* **Records supplied**:
Content starts
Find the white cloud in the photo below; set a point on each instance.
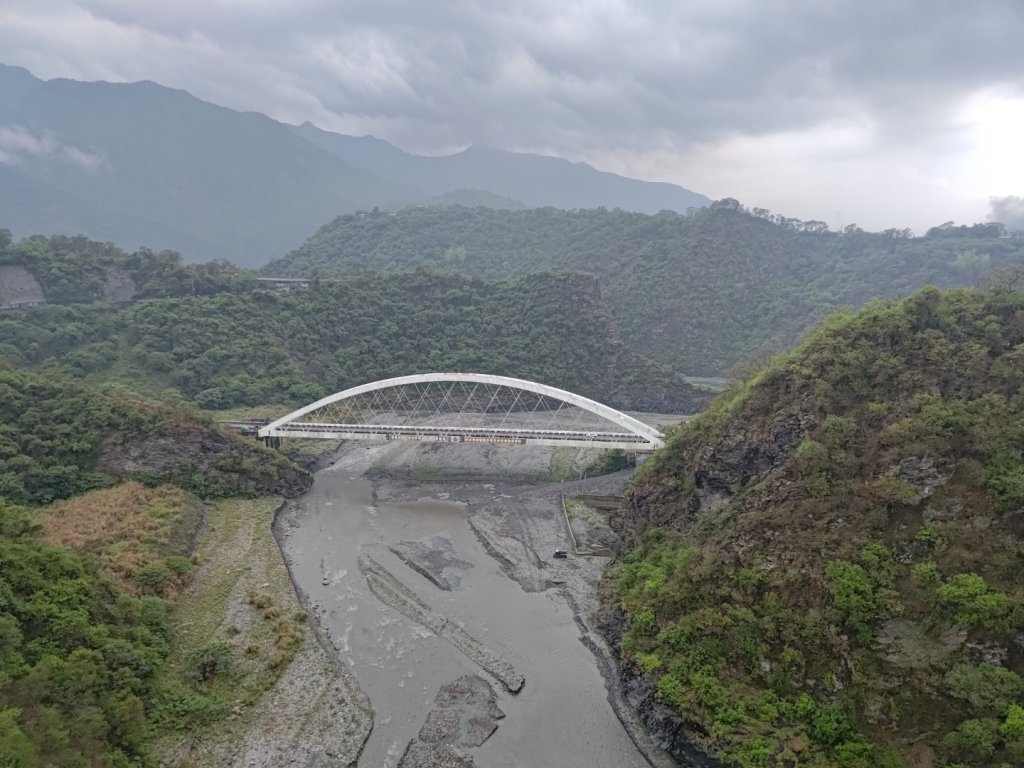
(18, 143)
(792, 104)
Content ends
Content starts
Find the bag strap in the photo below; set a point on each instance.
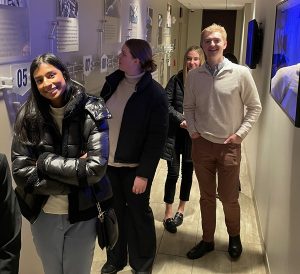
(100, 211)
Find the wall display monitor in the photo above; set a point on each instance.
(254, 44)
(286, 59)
Content ends
Content starts
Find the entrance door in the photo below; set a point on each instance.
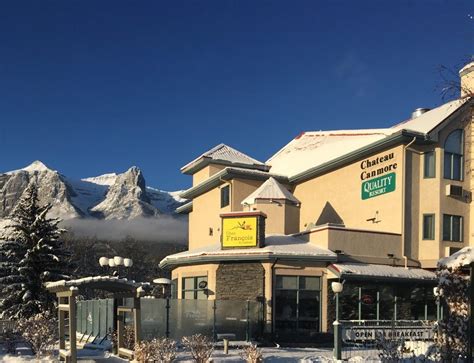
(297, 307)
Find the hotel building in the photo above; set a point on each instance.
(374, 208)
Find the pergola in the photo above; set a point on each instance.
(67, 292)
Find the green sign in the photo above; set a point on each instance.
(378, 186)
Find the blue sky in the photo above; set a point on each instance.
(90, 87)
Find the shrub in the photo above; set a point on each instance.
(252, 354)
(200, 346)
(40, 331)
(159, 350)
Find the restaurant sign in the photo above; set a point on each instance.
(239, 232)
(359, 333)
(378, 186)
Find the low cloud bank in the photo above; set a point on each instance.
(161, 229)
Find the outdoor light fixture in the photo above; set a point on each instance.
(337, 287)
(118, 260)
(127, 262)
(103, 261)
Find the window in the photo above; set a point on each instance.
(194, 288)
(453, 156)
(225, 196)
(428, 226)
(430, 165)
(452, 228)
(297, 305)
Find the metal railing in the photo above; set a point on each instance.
Content ends
* **Task goal**:
Wherever the line holding "Find the window" falls in the entries above, copy exactly from it through the line holding "Find the metal", inclusive, and add nothing.

* **Task response**:
Find the window in the photo above; set a point on each instance.
(194, 288)
(453, 156)
(225, 196)
(428, 226)
(430, 165)
(452, 228)
(297, 305)
Find the metal railing in the photo above; set a point on each instance.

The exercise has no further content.